(Segmentation labeling lines)

☆ ☆ ☆ ☆ ☆

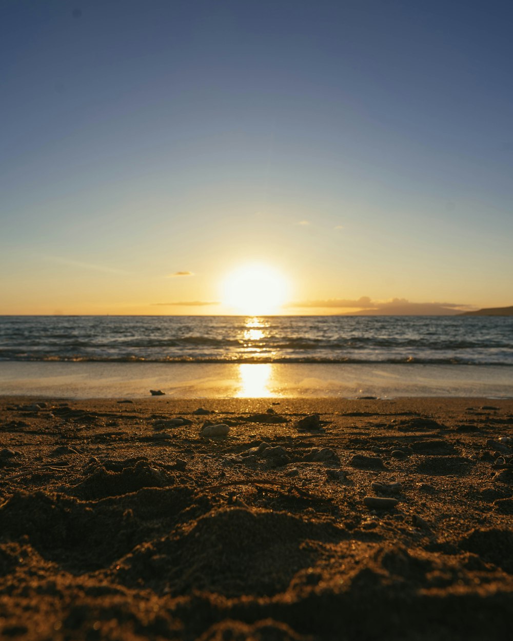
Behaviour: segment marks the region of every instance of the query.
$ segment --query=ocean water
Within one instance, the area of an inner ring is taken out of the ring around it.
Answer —
[[[150,389],[176,398],[512,397],[513,319],[0,317],[0,394]]]
[[[0,360],[512,366],[513,317],[4,316]]]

☆ ☆ ☆ ☆ ☆

## Work to complete
Write out the lines above word for word, leaving out the pictures.

## Answer to this problem
Behaviour: segment marks the region of every instance of the query.
$ segment --query=ocean water
Within one instance, the area of an inner ring is taken out of the ring around it.
Answer —
[[[150,389],[176,398],[512,397],[513,319],[0,317],[0,394]]]
[[[0,360],[512,366],[513,317],[4,316]]]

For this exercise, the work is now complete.